=== Begin Enclosure ===
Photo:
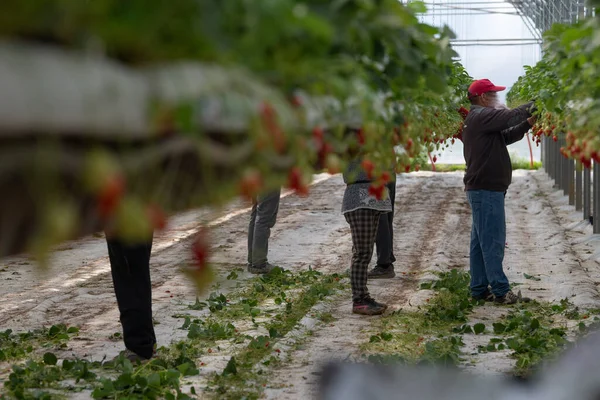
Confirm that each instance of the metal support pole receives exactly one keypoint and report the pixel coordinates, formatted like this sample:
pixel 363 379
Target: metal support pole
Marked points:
pixel 565 178
pixel 571 182
pixel 558 167
pixel 596 198
pixel 587 194
pixel 578 186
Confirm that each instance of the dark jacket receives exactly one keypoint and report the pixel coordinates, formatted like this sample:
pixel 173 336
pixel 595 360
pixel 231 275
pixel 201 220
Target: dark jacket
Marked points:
pixel 486 133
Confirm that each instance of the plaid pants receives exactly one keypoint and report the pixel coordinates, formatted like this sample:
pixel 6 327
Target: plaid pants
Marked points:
pixel 363 226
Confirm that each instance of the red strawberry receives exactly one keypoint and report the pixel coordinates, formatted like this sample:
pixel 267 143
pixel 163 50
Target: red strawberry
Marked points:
pixel 110 195
pixel 200 250
pixel 386 177
pixel 333 164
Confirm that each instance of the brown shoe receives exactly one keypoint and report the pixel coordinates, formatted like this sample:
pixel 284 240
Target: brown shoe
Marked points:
pixel 511 298
pixel 368 306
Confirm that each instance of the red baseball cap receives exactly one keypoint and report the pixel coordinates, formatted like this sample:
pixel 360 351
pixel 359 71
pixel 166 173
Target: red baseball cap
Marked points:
pixel 482 86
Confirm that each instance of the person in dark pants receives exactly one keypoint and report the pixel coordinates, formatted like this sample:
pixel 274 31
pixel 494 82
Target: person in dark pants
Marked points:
pixel 130 269
pixel 384 242
pixel 489 127
pixel 262 219
pixel 363 213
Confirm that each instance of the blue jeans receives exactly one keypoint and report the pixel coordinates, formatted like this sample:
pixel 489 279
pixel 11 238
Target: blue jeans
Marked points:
pixel 488 238
pixel 262 219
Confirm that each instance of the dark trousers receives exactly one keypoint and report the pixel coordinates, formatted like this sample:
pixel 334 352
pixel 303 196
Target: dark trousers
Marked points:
pixel 262 219
pixel 488 239
pixel 130 268
pixel 385 232
pixel 363 227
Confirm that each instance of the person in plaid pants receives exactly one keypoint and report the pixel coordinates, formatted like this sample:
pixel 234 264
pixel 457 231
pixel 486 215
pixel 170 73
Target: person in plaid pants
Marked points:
pixel 362 212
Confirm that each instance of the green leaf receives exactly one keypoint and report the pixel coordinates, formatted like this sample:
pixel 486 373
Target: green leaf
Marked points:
pixel 231 368
pixel 68 365
pixel 50 359
pixel 479 328
pixel 375 339
pixel 499 327
pixel 418 7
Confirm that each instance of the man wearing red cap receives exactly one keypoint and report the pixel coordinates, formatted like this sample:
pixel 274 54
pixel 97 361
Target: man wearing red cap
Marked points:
pixel 489 127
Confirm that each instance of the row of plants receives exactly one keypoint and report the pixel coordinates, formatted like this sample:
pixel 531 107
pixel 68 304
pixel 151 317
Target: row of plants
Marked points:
pixel 344 77
pixel 564 85
pixel 534 333
pixel 244 326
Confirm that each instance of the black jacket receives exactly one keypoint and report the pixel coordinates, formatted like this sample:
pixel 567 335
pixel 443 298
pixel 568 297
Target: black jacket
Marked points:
pixel 486 133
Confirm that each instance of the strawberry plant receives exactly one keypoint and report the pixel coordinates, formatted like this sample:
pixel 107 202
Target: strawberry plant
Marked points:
pixel 281 88
pixel 564 85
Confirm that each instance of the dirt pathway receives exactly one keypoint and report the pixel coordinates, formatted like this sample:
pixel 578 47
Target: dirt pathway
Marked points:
pixel 432 227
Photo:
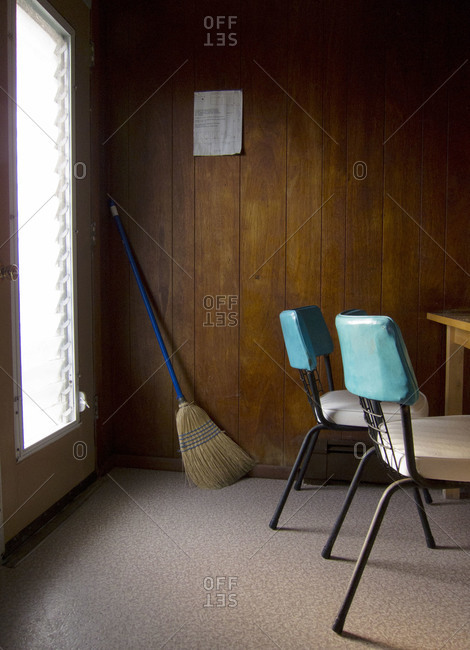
=== End Enclosure ===
**ASSIGNED TASK:**
Leave out the pictures and repeat everything else in the records exactly.

**RESPONSE:**
Photo:
Confirm that each instance of the metal support pole receives exactly one keypoint and report the pixel coordinates, formatted like this sample:
pixel 363 379
Target: metal support pole
Marked points:
pixel 565 178
pixel 571 182
pixel 558 167
pixel 596 198
pixel 587 194
pixel 578 186
Confirm that each instance of the dark jacket receives exactly one keypoint and report the pixel coordinates, formatted like this sample:
pixel 173 336
pixel 595 360
pixel 231 275
pixel 201 220
Target: dark jacket
Marked points:
pixel 486 133
Confirm that each instance of the plaid pants receives exactly one keypoint and report the pixel coordinates, formatted like this sample:
pixel 6 327
Target: plaid pants
Marked points:
pixel 363 226
Confirm that each instance of the red strawberry receives exactly one keypoint and report the pixel coordinates, formatted like this sample:
pixel 267 143
pixel 163 50
Target: red strawberry
Marked points:
pixel 110 195
pixel 200 250
pixel 386 177
pixel 333 164
Confirm that each instance of the brown shoe receives exactly one keypoint and report the pixel coordinates, formatted like this sample:
pixel 284 240
Target: brown shoe
Marked points:
pixel 511 298
pixel 368 306
Confirm that each instance of the red baseball cap receives exactly one keypoint and report the pixel coordinates, formatted like this sample:
pixel 360 351
pixel 359 71
pixel 166 173
Target: red baseball cap
Marked points:
pixel 482 86
Confirm that each instance of the person in dark pants receives exactly one keypoint and report the pixel coordinates, formatted like this sample:
pixel 274 31
pixel 494 82
Target: person in dark pants
Marked points:
pixel 130 269
pixel 384 242
pixel 489 127
pixel 262 219
pixel 363 213
Confirm that each instance of the blue jeans receives exactly one keypoint and report the pixel coordinates, formatted like this sample:
pixel 489 279
pixel 11 238
Target: blue jeans
Marked points:
pixel 488 238
pixel 262 219
Confirm that each instance of the dark trousers receives exactly one keypoint and report the pixel coordinates, formatted like this sample:
pixel 334 352
pixel 303 196
Target: dark trousers
Marked points:
pixel 262 219
pixel 488 239
pixel 130 268
pixel 385 232
pixel 363 227
Confirm that each instance of the person in plaid pants receives exactly one keypoint and report the pixel coordinates, formatted like this sample:
pixel 234 264
pixel 457 231
pixel 486 215
pixel 170 73
Target: person in plaid pants
Marked points:
pixel 362 212
Confirm that each instance of the green leaf receives exactly one keypoint and report the pixel coordinates, formatted like this sample:
pixel 486 373
Target: green leaf
Marked points:
pixel 231 368
pixel 68 365
pixel 50 359
pixel 479 328
pixel 375 339
pixel 499 327
pixel 418 7
Confirm that each instance of the man wearing red cap receives exactly one keypoint and report the pixel coordinates, formatted like this sample:
pixel 274 54
pixel 97 361
Target: man wearing red cap
Marked points:
pixel 489 127
Confirm that each instance of the row of plants receives exactly one keypoint and report the pixel coordinates, formatted like this sample:
pixel 531 107
pixel 68 304
pixel 151 317
Target: row of plants
Marked points:
pixel 344 77
pixel 564 85
pixel 534 333
pixel 244 326
Confirm that each instance of the black jacket receives exactly one keypoint and report the pixel coordinates, formatted like this sample:
pixel 567 335
pixel 443 298
pixel 568 297
Target: black jacket
Marked points:
pixel 486 133
Confirm that each instance of the strawberry plant receives exactly one keypoint and report the pixel coordinates, formatted like this sample:
pixel 107 202
Target: strawberry plant
Marked points:
pixel 281 88
pixel 564 85
Confirm that each instance of the dirt pathway receives exactly one keypoint and report the pixel coordinates, formatted like this sample:
pixel 578 47
Target: dirt pathway
Marked points:
pixel 432 227
Photo:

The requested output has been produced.